Stated goal »
Return the listing below verbatim. Pictures do not belong in the copy.

Position identification records
[BEGIN]
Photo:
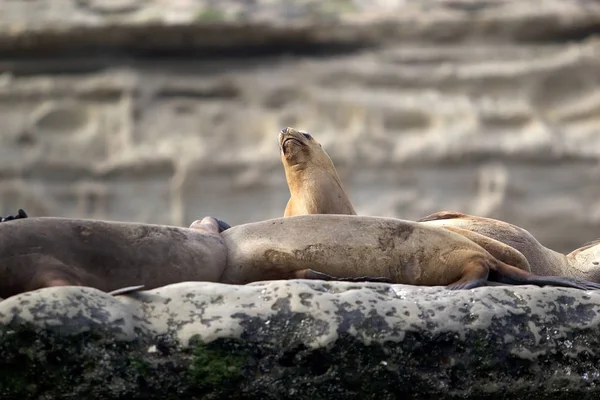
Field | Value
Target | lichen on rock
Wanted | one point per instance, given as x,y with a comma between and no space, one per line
301,339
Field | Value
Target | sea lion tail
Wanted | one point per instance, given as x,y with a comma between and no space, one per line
442,215
126,290
507,274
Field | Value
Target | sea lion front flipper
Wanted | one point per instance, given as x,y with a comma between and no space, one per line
442,215
223,226
312,274
511,275
125,290
499,250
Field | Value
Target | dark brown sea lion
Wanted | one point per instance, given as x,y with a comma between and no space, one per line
346,246
116,257
583,263
314,184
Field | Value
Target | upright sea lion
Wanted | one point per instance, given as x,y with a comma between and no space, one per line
583,263
322,246
115,257
315,186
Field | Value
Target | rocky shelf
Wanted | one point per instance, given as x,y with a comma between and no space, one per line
302,340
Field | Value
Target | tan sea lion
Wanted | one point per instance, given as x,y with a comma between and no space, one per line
583,263
315,186
347,246
116,257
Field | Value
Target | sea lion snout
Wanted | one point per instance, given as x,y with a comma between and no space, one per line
292,141
210,224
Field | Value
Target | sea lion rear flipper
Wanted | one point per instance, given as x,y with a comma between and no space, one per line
312,274
125,290
584,247
511,275
20,214
442,215
223,226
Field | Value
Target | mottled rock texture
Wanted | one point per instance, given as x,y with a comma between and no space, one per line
301,340
165,111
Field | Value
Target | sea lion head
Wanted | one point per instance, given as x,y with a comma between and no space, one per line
210,225
299,148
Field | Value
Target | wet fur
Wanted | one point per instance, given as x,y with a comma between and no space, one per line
110,256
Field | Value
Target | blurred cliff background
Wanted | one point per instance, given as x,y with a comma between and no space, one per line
164,111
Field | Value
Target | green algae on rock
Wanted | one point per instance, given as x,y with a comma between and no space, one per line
301,340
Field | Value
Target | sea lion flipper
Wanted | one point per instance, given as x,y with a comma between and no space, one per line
505,273
125,290
584,247
20,214
312,274
442,215
223,226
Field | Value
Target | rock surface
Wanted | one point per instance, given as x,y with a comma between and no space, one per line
166,111
301,340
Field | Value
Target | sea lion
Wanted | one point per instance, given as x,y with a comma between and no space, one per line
582,263
408,252
116,257
20,214
315,187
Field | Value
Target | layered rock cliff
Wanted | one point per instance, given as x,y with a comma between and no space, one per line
163,112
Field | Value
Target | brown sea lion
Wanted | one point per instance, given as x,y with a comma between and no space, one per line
[END]
Correct answer »
Photo:
Field | Value
Target | lichen on rock
Wanted | one point per instance, given as x,y with a comma between and no space, one per line
301,339
Field | Value
Target | sea lion tail
Wanted | one point per instance, given as x,y with a comma between and no space, one per line
442,215
126,290
507,274
Field | Value
Target | sea lion front flipper
Wanted | one point per instance, given as x,y with a comma between and no space, one per line
442,215
223,226
312,274
511,275
125,290
499,250
Field | Value
Target | dark brown sea lion
Wanted | one point per instance, given as x,y with a comma between and no space, one per line
346,246
116,257
583,263
314,184
Field | Value
Target | upright sea lion
Wanted | one point per instance, given as x,y with a comma between and no space, one per line
583,263
322,246
115,257
315,186
Field | Value
Target | rocky shelf
Wanted | one point per instance, given as x,y with a comma between and no space, one per line
302,340
Field | Value
Target | tan sea lion
Wanted | one point per instance, given as x,y with a comma between and no space, one per line
583,263
315,186
347,246
116,257
Field | Value
Target | sea lion snout
Wanted | one point per instance, given as x,y with a comma between and no space, one per line
292,141
210,224
Field | Value
Target | sea lion rear flipper
Wanted | one point per instance, given as x,y with a comma between and no space, one per line
312,274
125,290
584,247
511,275
20,214
442,215
223,226
Field | Value
Target | mottled rock texture
Wanted | one point per instance, given as x,y with a comma between and no space, one per line
301,340
165,111
Field | Value
Target | sea lion head
Wanted | one point per instance, given as x,y with a comma between and no space, one per line
210,225
299,148
Field | Value
Target | wet fur
Wanted | one point per instance, given as x,y with a comma between and no space, one per line
110,256
Field | Value
Target | blurred cliff background
Wanted | one point per instance, given as x,y with a comma between and no space, one per line
164,111
Field | Value
Target | green algae on rock
Wanted | one point per instance, given as x,y with a comma between and no space, one per line
301,340
Field | Value
Target | sea lion flipper
Wanted | one point per instance, given as x,y with a comma between and no space, one per line
505,273
125,290
584,247
20,214
312,274
442,215
223,226
Field | Value
Target | rock surface
Wanted | one point per instance, given as x,y with a comma between and no space, one per line
166,111
301,340
Field | Value
Target | sea lion
Wanted | one point per instance, given as x,y with a comma between and no space, one per line
582,263
408,252
116,257
20,214
315,187
Field | Value
Target | layered rock cliff
Wanted | one point per instance, given as x,y with a comma between and no space, one per line
163,112
Field | Value
Target | brown sea lion
Wanted | one point per instance, given as x,y with a comma between and no space, one per line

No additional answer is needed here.